▶ _Direction_: Return the material exactly as supplied, apart from the pictures, which are omitted.
:: Exercise inputs ::
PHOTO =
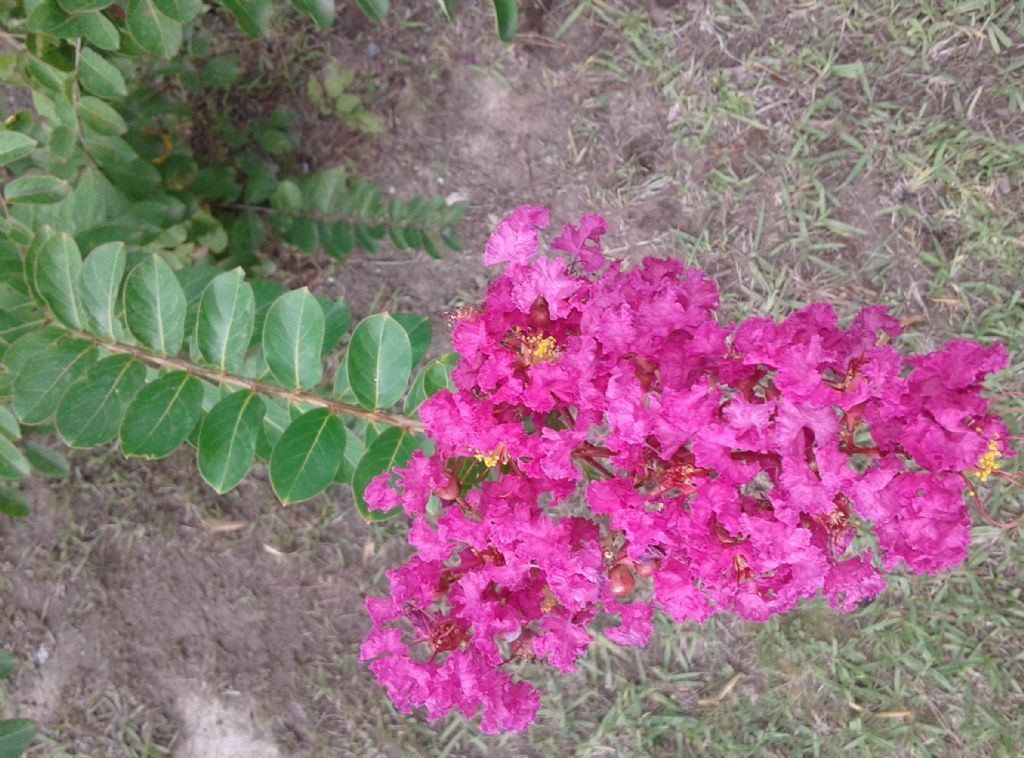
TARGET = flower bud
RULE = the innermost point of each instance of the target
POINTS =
(647, 570)
(540, 316)
(451, 491)
(622, 581)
:::
▶ _Final result_:
PHOTO =
TARGET = flower bud
RULE = the innermost point of each instance of the target
POINTS =
(647, 570)
(540, 316)
(451, 491)
(622, 581)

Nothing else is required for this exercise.